*** Task material Section Begins ***

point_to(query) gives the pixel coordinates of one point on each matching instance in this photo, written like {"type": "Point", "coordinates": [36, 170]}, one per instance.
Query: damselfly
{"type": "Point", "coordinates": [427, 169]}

*** Task material Section Ends ***
*** Task material Section Begins ***

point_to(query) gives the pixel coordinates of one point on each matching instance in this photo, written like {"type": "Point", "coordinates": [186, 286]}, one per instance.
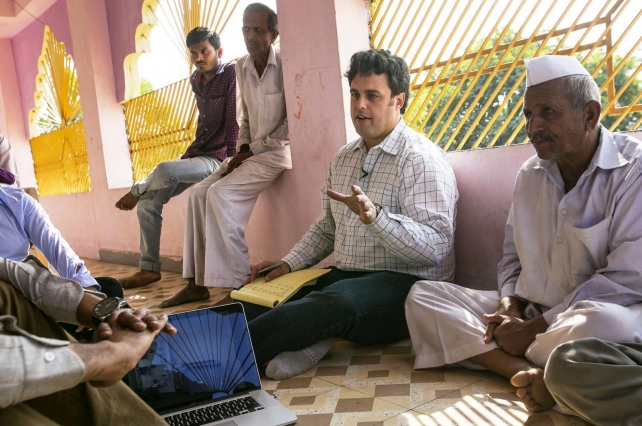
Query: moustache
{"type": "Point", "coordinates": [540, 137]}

*** Task material Section Ends ***
*** Task material Section Begins ***

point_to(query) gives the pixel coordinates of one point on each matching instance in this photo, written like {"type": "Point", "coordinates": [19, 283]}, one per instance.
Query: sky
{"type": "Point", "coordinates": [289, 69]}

*** Task material Section Ends ***

* _Requirement_
Where does the word "instance" appear in the records above? Return every line that holds it.

* _Solved exercise_
point_to(query) gives the pixel coordinates of one point on each matching instance in this photo, written like {"type": "Point", "coordinates": [36, 170]}, one per instance.
point_to(query) gives the pixel coordinates of one point on each matching instance in this photo, written like {"type": "Point", "coordinates": [186, 286]}, one per instance.
point_to(query) gives the pixel coordinates of one point on each matching instance in this photo, written like {"type": "Point", "coordinates": [19, 283]}, one per instance.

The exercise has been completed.